═══ Input data

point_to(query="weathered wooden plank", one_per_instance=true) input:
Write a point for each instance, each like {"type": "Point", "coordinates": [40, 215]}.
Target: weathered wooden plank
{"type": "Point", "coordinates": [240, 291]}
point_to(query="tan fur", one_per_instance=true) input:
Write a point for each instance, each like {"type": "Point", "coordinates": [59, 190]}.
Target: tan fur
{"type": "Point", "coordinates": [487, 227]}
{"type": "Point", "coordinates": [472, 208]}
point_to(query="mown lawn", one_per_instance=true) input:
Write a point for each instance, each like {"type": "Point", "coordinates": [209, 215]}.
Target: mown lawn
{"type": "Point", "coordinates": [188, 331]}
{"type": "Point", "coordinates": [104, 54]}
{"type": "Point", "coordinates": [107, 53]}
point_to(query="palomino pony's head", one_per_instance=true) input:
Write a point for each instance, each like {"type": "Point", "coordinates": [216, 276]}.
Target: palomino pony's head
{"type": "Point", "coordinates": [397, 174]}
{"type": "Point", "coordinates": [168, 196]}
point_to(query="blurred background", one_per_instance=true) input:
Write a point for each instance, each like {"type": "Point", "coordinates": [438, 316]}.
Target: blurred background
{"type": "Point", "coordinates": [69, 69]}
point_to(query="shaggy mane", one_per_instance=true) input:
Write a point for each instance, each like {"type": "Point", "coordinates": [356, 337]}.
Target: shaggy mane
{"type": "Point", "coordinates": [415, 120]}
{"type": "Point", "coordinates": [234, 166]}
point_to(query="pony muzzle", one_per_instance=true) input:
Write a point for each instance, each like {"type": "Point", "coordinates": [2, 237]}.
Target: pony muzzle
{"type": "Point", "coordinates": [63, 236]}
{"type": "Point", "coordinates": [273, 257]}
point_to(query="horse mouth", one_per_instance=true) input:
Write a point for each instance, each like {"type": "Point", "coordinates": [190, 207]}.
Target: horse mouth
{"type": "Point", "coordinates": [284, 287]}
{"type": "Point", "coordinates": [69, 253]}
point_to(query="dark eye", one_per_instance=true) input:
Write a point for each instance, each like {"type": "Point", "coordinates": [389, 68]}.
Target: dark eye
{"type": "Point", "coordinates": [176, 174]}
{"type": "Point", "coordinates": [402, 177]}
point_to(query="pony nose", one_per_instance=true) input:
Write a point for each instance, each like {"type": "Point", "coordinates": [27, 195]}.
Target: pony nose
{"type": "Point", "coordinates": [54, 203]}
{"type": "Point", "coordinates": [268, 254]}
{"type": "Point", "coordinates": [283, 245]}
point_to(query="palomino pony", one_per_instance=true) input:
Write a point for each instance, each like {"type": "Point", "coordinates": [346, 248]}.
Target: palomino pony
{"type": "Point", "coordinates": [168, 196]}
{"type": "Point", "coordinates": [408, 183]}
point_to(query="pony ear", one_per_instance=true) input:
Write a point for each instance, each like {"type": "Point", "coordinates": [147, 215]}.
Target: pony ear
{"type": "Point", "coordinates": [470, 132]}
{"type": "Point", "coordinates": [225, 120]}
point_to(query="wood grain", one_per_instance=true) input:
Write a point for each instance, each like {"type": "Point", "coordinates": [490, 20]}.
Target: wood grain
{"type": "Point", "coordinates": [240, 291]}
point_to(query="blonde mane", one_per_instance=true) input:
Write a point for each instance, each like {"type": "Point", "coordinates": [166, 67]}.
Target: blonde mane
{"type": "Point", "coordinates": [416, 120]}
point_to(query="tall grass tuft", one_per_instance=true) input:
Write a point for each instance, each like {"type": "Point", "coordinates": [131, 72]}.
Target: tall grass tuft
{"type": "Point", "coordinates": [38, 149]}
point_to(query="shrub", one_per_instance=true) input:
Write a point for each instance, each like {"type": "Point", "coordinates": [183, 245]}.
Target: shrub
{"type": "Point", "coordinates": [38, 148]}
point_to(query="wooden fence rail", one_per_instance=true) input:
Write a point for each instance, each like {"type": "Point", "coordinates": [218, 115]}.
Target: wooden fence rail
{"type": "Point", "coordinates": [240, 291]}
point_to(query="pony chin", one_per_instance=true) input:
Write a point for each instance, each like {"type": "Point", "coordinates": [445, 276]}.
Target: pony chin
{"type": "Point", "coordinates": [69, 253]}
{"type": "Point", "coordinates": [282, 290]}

══════

Each record must be repeated exactly as it is.

point_to(query="weathered wooden plank", one_per_instance=true) input:
Write a point for each instance, each like {"type": "Point", "coordinates": [40, 215]}.
Target: weathered wooden plank
{"type": "Point", "coordinates": [240, 291]}
point_to(query="tan fur", one_per_instance=true) input:
Write a point for each instance, each like {"type": "Point", "coordinates": [59, 190]}.
Target: tan fur
{"type": "Point", "coordinates": [487, 227]}
{"type": "Point", "coordinates": [472, 208]}
point_to(query="mown lawn", one_per_instance=true) input:
Write a point for each instance, each like {"type": "Point", "coordinates": [209, 215]}.
Target: mown lawn
{"type": "Point", "coordinates": [188, 331]}
{"type": "Point", "coordinates": [104, 54]}
{"type": "Point", "coordinates": [107, 53]}
point_to(query="palomino pony's head", one_per_instance=true) input:
Write a point for each instance, each like {"type": "Point", "coordinates": [216, 276]}.
Target: palomino pony's head
{"type": "Point", "coordinates": [397, 174]}
{"type": "Point", "coordinates": [168, 196]}
point_to(query="blurred background", one_per_instance=true) input:
Write a point for each instance, each like {"type": "Point", "coordinates": [438, 316]}.
Target: blurred background
{"type": "Point", "coordinates": [69, 69]}
point_to(query="shaggy mane", one_per_instance=true) input:
Write a point for each instance, each like {"type": "Point", "coordinates": [356, 337]}.
Target: shaggy mane
{"type": "Point", "coordinates": [415, 120]}
{"type": "Point", "coordinates": [234, 166]}
point_to(query="pony muzzle", one_per_instance=true) input:
Write a point for each instance, each like {"type": "Point", "coordinates": [2, 237]}.
Target: pony muzzle
{"type": "Point", "coordinates": [63, 236]}
{"type": "Point", "coordinates": [273, 257]}
point_to(query="horse mouth", one_per_instance=true) input:
Write a point for each instance, each like {"type": "Point", "coordinates": [190, 207]}.
Target: horse mouth
{"type": "Point", "coordinates": [284, 287]}
{"type": "Point", "coordinates": [69, 253]}
point_to(query="dark eye", one_per_instance=true) input:
Write a point for each instance, each like {"type": "Point", "coordinates": [389, 68]}.
Target: dark eye
{"type": "Point", "coordinates": [176, 174]}
{"type": "Point", "coordinates": [402, 177]}
point_to(query="pony nose", one_per_instance=true) input:
Write a point for each instance, each like {"type": "Point", "coordinates": [27, 195]}.
Target: pony nose
{"type": "Point", "coordinates": [54, 203]}
{"type": "Point", "coordinates": [268, 254]}
{"type": "Point", "coordinates": [283, 245]}
point_to(query="palomino pony", one_per_instance=true) input:
Write a point for each instance, each like {"type": "Point", "coordinates": [346, 248]}.
Target: palomino pony
{"type": "Point", "coordinates": [168, 196]}
{"type": "Point", "coordinates": [408, 183]}
point_to(query="pony ear", one_per_instance=true) input:
Write a point for each instance, each like {"type": "Point", "coordinates": [147, 215]}.
Target: pony ear
{"type": "Point", "coordinates": [470, 132]}
{"type": "Point", "coordinates": [225, 120]}
point_to(query="wood grain", one_per_instance=true) input:
Write a point for each instance, each like {"type": "Point", "coordinates": [490, 20]}.
Target: wood grain
{"type": "Point", "coordinates": [240, 291]}
point_to(query="blonde mane", one_per_instance=true) input:
Write a point for each instance, each like {"type": "Point", "coordinates": [166, 67]}.
Target: blonde mane
{"type": "Point", "coordinates": [416, 120]}
point_to(query="tall grass tuft", one_per_instance=true) input:
Write a point for each instance, each like {"type": "Point", "coordinates": [131, 72]}.
Target: tall grass tuft
{"type": "Point", "coordinates": [38, 149]}
point_to(query="shrub", one_per_instance=true) input:
Write a point for each instance, each like {"type": "Point", "coordinates": [183, 245]}.
Target: shrub
{"type": "Point", "coordinates": [38, 148]}
point_to(query="wooden fence rail", one_per_instance=true) input:
Write a point for each instance, each like {"type": "Point", "coordinates": [218, 115]}.
Target: wooden fence rail
{"type": "Point", "coordinates": [240, 291]}
point_to(query="pony chin", one_per_instance=true) input:
Write a point for each instance, each like {"type": "Point", "coordinates": [445, 276]}.
Target: pony chin
{"type": "Point", "coordinates": [69, 253]}
{"type": "Point", "coordinates": [282, 290]}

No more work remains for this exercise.